課題
"wall, giving x and y for each instance?"を含む行から項目の最後の行までを、両端の行も含めて一字一句変えずに書き写してください。

入力資料
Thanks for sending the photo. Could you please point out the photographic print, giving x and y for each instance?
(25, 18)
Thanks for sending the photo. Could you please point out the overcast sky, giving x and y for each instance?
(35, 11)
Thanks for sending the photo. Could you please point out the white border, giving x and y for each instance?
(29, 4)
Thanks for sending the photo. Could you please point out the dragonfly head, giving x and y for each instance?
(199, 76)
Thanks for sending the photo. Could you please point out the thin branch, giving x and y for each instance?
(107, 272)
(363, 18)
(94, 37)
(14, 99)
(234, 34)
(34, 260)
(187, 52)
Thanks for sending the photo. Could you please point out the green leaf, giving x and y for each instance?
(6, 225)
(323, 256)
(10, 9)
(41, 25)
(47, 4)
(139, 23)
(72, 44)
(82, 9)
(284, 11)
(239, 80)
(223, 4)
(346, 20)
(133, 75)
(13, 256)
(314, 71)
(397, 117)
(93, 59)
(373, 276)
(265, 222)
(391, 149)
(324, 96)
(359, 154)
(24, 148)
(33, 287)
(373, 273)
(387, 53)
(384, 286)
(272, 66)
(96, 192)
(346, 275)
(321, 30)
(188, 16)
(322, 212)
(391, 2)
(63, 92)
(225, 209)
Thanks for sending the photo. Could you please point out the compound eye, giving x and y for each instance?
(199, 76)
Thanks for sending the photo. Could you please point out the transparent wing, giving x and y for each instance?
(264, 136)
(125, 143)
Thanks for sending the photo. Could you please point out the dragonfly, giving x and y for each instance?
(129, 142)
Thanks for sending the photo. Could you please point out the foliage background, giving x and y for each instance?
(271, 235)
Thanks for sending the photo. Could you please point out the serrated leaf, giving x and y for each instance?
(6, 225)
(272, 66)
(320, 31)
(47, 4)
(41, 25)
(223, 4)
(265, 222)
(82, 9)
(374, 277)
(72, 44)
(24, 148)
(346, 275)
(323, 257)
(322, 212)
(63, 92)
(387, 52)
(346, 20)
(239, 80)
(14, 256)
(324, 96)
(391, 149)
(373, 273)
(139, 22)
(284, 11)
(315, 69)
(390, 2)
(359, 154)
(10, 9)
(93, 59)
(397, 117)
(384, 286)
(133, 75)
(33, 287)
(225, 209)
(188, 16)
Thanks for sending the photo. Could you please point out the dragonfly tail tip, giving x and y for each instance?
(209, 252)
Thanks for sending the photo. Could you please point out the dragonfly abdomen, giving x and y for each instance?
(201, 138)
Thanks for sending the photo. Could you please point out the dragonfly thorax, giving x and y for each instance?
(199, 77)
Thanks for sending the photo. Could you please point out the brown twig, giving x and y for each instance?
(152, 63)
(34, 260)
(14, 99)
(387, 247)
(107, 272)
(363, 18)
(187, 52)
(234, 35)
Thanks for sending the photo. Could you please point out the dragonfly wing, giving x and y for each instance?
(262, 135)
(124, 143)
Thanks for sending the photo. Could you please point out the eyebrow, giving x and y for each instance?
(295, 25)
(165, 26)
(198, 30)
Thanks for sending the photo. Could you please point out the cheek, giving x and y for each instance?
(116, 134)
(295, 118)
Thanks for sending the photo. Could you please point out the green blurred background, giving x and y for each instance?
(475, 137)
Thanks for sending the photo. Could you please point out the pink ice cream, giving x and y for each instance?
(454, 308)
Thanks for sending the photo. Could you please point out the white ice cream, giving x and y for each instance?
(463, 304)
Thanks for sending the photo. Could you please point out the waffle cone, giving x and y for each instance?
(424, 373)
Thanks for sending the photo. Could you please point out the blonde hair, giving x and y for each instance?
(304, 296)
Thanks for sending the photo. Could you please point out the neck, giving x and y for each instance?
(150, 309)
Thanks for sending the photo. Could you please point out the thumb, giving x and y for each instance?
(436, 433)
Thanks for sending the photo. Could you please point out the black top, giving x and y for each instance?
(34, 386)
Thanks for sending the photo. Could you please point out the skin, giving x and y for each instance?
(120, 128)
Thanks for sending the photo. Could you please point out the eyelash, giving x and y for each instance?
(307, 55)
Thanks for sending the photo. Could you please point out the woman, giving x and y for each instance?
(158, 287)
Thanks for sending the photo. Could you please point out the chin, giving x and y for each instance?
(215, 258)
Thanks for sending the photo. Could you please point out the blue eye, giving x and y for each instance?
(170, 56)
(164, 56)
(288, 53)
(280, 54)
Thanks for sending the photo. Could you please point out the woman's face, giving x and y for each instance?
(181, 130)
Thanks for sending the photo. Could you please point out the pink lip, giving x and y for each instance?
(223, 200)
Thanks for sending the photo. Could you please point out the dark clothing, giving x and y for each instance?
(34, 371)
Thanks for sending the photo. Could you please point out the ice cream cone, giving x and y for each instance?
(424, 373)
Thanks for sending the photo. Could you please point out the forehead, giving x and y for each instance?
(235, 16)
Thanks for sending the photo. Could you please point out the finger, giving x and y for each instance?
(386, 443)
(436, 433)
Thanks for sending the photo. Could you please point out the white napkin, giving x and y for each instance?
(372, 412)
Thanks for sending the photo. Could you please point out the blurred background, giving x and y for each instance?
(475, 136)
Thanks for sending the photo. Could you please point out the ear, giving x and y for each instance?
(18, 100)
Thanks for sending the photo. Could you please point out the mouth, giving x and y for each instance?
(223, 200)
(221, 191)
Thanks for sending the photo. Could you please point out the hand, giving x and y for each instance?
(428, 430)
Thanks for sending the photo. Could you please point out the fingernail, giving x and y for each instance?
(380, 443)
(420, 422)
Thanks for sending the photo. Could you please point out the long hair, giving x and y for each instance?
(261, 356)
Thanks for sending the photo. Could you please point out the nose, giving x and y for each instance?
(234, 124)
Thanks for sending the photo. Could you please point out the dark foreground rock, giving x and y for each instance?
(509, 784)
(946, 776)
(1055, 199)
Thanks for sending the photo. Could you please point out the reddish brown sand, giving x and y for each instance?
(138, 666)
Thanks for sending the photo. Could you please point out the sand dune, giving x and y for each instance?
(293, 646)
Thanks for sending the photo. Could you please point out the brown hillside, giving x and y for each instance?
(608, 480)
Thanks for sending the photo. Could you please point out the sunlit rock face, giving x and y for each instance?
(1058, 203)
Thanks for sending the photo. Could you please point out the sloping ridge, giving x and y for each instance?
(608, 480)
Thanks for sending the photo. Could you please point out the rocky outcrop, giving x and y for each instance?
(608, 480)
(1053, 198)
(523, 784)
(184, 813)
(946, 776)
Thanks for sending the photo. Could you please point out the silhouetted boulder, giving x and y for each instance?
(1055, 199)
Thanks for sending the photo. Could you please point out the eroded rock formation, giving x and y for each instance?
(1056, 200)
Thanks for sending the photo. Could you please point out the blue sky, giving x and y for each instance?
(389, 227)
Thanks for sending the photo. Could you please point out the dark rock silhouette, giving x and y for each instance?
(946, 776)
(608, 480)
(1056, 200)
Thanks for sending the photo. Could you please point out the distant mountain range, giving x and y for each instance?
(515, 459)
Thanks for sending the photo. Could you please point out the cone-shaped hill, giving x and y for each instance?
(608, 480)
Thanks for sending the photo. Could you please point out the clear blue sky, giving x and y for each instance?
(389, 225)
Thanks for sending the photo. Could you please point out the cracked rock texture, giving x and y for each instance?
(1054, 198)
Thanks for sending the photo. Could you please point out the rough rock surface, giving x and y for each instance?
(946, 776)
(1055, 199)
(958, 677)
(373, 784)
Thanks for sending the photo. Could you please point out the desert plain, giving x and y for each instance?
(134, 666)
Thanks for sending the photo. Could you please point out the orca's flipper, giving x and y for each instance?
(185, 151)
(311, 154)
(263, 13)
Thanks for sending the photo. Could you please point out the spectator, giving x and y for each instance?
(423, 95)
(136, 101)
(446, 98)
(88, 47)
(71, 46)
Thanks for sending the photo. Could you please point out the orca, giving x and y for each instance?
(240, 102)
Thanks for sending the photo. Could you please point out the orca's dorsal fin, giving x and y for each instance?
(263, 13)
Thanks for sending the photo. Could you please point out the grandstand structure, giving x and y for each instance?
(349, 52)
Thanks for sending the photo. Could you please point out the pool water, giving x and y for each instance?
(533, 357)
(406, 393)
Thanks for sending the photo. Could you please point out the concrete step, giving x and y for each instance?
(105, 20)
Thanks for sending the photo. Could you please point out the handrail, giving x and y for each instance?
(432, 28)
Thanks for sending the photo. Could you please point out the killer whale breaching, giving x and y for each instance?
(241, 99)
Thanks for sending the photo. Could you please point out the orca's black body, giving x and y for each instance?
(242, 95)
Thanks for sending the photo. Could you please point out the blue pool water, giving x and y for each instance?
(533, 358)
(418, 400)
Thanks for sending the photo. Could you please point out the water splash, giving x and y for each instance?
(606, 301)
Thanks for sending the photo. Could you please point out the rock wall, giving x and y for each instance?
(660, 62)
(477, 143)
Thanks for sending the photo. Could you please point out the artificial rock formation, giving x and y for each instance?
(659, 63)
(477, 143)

解答
Thanks for sending the photo. Could you please point out the rock wall, giving x and y for each instance?
(660, 62)
(477, 143)
Thanks for sending the photo. Could you please point out the artificial rock formation, giving x and y for each instance?
(659, 63)
(477, 143)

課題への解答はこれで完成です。